**GOAL OF THE EXERCISE**
Please count the lines in the entries below that contain the string "camera", with case taken into account, and reply with only that number.

**SUPPLIED DATA**
________
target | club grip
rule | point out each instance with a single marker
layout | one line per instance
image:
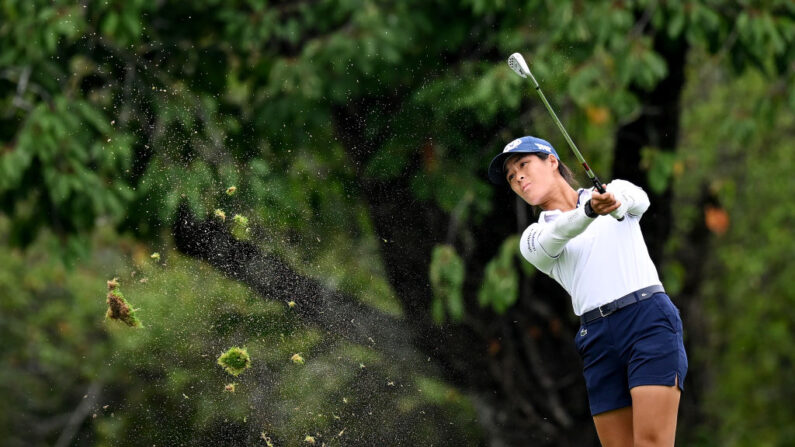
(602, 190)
________
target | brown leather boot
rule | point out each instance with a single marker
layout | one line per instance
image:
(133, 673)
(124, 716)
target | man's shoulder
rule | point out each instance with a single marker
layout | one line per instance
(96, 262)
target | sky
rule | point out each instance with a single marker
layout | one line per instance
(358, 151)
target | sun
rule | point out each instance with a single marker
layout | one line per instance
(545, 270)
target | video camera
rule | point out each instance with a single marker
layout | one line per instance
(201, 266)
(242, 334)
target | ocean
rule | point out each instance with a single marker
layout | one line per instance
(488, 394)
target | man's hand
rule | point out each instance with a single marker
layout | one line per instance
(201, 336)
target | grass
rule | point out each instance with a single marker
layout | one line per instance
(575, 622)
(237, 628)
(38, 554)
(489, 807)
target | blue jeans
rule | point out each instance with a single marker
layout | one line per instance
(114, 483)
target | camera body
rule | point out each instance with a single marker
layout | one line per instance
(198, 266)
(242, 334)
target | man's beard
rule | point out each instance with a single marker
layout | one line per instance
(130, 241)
________
**TASK RESPONSE**
2